▶ **MATERIAL DEL EJERCICIO**
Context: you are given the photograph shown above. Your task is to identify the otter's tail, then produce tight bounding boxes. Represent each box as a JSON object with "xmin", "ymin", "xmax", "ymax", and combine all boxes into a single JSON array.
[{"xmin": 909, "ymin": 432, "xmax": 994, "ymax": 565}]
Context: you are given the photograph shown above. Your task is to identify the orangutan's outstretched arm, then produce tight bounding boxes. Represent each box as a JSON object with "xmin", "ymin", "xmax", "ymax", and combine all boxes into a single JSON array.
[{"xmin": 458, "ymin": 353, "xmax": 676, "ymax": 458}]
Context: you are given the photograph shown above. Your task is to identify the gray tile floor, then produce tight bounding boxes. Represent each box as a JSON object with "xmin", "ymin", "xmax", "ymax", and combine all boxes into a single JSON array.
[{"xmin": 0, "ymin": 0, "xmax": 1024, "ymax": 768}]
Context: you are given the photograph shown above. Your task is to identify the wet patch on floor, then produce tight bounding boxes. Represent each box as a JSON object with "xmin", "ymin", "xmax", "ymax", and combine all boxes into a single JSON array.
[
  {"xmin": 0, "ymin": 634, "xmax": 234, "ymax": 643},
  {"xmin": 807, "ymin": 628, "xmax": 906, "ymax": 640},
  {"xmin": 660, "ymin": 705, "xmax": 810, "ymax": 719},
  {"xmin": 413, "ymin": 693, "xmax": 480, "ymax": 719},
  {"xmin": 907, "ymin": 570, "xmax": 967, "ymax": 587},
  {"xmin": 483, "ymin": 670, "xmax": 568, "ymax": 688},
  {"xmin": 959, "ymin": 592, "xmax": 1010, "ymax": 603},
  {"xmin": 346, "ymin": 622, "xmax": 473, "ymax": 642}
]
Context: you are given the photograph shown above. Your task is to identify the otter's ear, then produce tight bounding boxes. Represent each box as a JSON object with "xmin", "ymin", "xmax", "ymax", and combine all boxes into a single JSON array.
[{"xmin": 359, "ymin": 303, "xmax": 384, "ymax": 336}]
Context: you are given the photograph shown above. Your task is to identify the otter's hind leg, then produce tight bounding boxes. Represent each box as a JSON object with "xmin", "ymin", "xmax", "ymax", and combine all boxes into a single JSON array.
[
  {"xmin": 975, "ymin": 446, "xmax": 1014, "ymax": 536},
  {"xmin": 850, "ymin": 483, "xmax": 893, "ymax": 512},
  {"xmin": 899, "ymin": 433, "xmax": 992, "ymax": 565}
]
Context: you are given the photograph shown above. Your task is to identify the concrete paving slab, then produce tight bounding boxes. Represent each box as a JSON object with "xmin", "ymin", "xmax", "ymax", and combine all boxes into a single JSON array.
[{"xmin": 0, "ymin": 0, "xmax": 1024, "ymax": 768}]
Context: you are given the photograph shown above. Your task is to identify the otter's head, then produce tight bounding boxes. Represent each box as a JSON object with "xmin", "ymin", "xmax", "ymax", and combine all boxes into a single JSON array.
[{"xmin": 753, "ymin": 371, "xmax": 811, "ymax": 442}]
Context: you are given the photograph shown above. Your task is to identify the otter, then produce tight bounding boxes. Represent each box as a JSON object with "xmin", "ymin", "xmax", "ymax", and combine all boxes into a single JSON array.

▶ **DESCRIPCIÓN DEL EJERCICIO**
Cuenta, por favor, cuántas líneas del listado anterior contienen la palabra "otter". Responde únicamente con el número.

▶ **SOLUCIÓN DEL EJERCICIO**
5